Lines of data:
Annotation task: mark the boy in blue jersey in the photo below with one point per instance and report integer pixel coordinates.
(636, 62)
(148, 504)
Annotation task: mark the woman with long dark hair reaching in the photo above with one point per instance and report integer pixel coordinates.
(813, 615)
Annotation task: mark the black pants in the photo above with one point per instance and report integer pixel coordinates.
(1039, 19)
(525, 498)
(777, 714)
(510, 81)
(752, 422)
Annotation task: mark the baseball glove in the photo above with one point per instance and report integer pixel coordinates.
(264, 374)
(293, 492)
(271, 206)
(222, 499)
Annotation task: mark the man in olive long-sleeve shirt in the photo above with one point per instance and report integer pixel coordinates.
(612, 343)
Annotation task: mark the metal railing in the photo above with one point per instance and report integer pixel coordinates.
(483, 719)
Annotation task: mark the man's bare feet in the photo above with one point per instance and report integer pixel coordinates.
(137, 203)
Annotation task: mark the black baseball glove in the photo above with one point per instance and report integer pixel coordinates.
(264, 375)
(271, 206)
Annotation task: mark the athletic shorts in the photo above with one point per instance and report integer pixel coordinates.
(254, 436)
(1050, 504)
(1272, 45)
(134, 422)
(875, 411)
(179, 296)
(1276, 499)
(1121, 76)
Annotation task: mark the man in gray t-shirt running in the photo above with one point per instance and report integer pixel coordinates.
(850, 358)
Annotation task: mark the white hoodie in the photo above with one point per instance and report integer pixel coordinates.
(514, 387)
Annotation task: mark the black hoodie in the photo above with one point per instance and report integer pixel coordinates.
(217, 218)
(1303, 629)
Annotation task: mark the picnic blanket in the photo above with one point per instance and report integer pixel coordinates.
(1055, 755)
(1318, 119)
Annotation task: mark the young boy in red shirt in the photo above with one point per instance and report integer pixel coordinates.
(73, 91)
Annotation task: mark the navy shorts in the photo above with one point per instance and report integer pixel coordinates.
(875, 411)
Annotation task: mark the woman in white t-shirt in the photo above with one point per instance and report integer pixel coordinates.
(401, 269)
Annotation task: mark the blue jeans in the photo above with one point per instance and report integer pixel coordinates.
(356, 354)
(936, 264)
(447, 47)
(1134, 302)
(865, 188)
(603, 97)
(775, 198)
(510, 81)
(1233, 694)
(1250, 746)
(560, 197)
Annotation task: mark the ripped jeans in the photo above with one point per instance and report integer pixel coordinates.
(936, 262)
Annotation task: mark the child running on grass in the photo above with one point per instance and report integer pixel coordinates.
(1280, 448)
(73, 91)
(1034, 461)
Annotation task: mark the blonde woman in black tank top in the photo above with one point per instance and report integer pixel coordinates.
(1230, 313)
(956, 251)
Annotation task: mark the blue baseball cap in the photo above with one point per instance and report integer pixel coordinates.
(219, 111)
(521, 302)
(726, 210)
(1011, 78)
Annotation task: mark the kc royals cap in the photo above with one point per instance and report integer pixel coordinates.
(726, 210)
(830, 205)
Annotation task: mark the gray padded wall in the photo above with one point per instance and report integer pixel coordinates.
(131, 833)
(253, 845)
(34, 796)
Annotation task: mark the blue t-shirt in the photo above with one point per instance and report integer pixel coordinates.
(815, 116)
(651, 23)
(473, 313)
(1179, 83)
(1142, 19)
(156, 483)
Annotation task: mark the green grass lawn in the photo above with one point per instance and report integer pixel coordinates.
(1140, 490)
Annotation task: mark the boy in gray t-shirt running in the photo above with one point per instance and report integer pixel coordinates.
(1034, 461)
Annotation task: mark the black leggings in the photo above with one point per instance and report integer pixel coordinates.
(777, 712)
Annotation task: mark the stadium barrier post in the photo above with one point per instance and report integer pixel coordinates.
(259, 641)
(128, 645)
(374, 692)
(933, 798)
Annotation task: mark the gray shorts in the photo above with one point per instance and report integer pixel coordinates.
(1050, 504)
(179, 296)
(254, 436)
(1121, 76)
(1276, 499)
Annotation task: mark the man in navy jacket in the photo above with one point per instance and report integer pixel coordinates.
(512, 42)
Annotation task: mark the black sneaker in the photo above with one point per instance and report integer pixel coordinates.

- [PROBLEM TO WORK ON]: Copy the records from the first line through the line containing "(1318, 119)", inclusive, including every request line, and offset each coordinate in the answers by 96.

- [COMPLETE RESPONSE]:
Annotation task: mark the boy in blue jersey in the photo below with one point per instance and report integer pixel coordinates.
(732, 158)
(244, 600)
Annotation task: mark the woman with long dark hair reaching in the photo above with one point per instance and report integer pixel coordinates.
(909, 711)
Annotation task: mark the black pants in the photo above with one point per instance and report integer pixel coordinates.
(1135, 115)
(621, 594)
(873, 810)
(606, 177)
(848, 518)
Annotation task: mark the baseball glove in the photo above with one point per instance and report integer pixel coordinates.
(360, 470)
(389, 588)
(367, 302)
(318, 595)
Annotation task: mark the man in olive long-sleeve shirt in the photo above with one point per instance and report integer pixel coordinates.
(708, 439)
Annotation task: mark the metal railing in the photo above with one point per instance and report integer pixel coordinates.
(579, 815)
Annotation task: mark the man's bare feet in the photo above with one point per instance and report integer pixel coordinates.
(233, 299)
Annotation task: mark the black baseball glove in the photo above with one point per instance and report integer pixel coordinates.
(360, 471)
(367, 302)
Annotation task: mark the athletic shorts in the photo above with one point per instance and report integer pixel coordinates.
(350, 532)
(1146, 600)
(1368, 141)
(230, 518)
(971, 507)
(275, 392)
(1372, 595)
(1217, 172)
Annotation task: mark the man in gray t-shirt running in the photo above with one point per instance and report integer pixel coordinates.
(946, 454)
Annotation task: mark the white hoodie in the photo above with one point per instance and report integer pixel coordinates.
(610, 483)
Annotation task: mark the black hoodie in the photo above with one point per instance and report integer pixel coordinates.
(313, 314)
(1399, 725)
Annotation task: mark the picnic blanket in the photo above with one point per instance and report integer pixel coordinates.
(1151, 851)
(1414, 215)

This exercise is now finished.